▶ _INPUT_:
·····

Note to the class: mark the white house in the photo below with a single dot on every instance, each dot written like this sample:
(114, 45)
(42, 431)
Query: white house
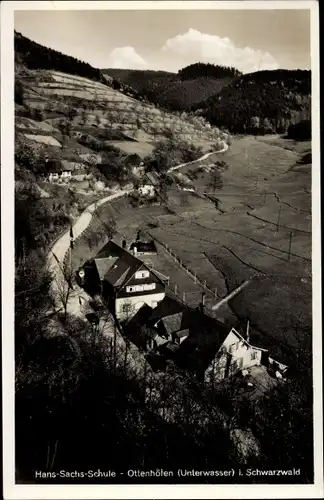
(234, 355)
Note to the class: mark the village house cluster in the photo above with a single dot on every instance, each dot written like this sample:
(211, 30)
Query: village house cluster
(164, 327)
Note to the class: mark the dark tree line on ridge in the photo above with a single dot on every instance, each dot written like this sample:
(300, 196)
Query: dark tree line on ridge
(199, 70)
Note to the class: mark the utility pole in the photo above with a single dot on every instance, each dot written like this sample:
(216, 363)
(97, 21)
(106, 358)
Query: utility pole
(289, 251)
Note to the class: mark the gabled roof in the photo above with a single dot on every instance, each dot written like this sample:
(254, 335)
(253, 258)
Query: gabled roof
(104, 265)
(151, 178)
(166, 307)
(117, 266)
(144, 246)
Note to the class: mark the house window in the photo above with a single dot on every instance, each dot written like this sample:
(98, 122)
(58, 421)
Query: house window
(142, 274)
(233, 347)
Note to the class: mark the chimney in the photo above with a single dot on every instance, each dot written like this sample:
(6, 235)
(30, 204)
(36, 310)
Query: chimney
(248, 331)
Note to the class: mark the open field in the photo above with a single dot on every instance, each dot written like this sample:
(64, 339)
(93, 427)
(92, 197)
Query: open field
(261, 228)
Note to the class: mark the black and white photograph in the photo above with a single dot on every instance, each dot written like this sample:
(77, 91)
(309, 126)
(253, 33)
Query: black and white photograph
(162, 272)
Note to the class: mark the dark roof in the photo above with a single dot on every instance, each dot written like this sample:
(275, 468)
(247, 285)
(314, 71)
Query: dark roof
(140, 317)
(144, 246)
(205, 333)
(151, 178)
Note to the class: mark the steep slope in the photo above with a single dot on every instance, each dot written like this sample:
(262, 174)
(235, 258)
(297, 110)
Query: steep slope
(177, 91)
(265, 101)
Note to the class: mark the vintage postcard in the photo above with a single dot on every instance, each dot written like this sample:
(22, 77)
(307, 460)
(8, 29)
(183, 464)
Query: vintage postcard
(161, 268)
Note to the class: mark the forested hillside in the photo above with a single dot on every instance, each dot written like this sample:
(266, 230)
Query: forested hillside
(261, 102)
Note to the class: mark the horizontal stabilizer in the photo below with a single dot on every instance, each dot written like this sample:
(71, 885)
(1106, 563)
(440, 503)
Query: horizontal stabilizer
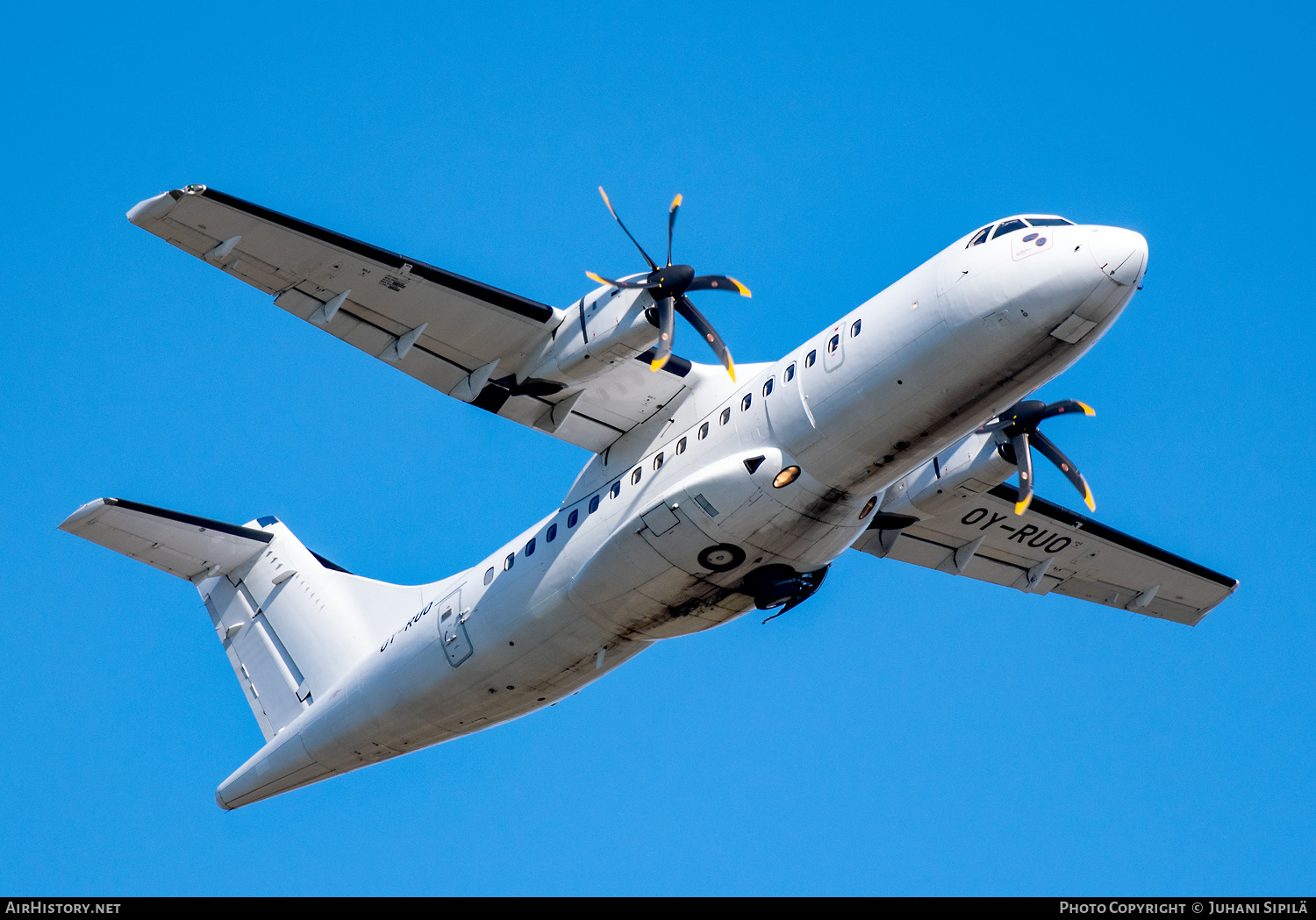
(1045, 549)
(182, 546)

·····

▶ _WHAT TO WORK ON_: Set down every entry word for word, but omit the pictures.

▶ _TASK ANSWER_:
Note to the class: mark the white house in the photo below with a single dot on every instance, each dot written like this sample:
(114, 45)
(42, 431)
Query: white house
(234, 355)
Note to the class: mark the village house cluster in the photo above with a single dot on every instance, each dot written like this sample:
(211, 30)
Query: village house cluster
(164, 327)
Note to the class: mark the dark tree line on ridge in the photo above with a single dot on every instance, each dot written like this sample:
(300, 196)
Query: dark tree line on ridge
(199, 70)
Note to the class: mark the utility pole in the photo above with a single dot on every instance, each dot written like this sample:
(216, 363)
(97, 21)
(106, 358)
Query: utility pole
(289, 251)
Note to the class: mark the gabled roof in the photo above with a single dot on every instance, each dot written like this sample:
(254, 335)
(253, 258)
Query: gabled roof
(104, 265)
(151, 178)
(166, 307)
(117, 266)
(144, 246)
Note to the class: mark the house window in the photo above with a single dot on every instance, each dot written like this sample:
(98, 122)
(58, 421)
Query: house window
(142, 274)
(233, 347)
Note to the class: mark the chimney in the photo above with a single dot on every instance, each dot written like this sample:
(6, 235)
(30, 204)
(36, 310)
Query: chimney
(248, 331)
Note to the class: mark the open field in the photo above with a single dot on every instance, each dot written like this sample:
(64, 339)
(93, 427)
(92, 197)
Query: open field
(261, 228)
Note to the class: mark the black and white photograph in the photo above with a single dot on every instance, each dot written like this sample:
(77, 91)
(309, 126)
(253, 33)
Query: black and white photograph
(162, 272)
Note to the class: mark the dark roof in the photo above with a single dot on every instance, each dot written like this sample:
(275, 468)
(247, 285)
(314, 71)
Query: dark roof
(140, 317)
(144, 246)
(205, 333)
(151, 178)
Note to the class: mark the steep slope in the photo above with a single dot on every instance, each dot written like this sample:
(262, 174)
(235, 258)
(297, 110)
Query: steep slope
(177, 91)
(265, 101)
Note to the class: mark the vintage postcard in the photo above with a single dot on every instance, each dot written like this sample:
(22, 77)
(307, 460)
(8, 29)
(183, 464)
Query: vintage postcard
(161, 268)
Note to the class: mark the forested hillside in the photo above with a single dot on every instance, each dot written like this sample:
(266, 230)
Query: forested hillside
(261, 102)
Note to the class: mark the horizontal stabilizer in the photo below with a single dot on every instance, each dot written like this sample:
(71, 885)
(1106, 563)
(440, 503)
Query: horizontal stabilizer
(1045, 549)
(182, 546)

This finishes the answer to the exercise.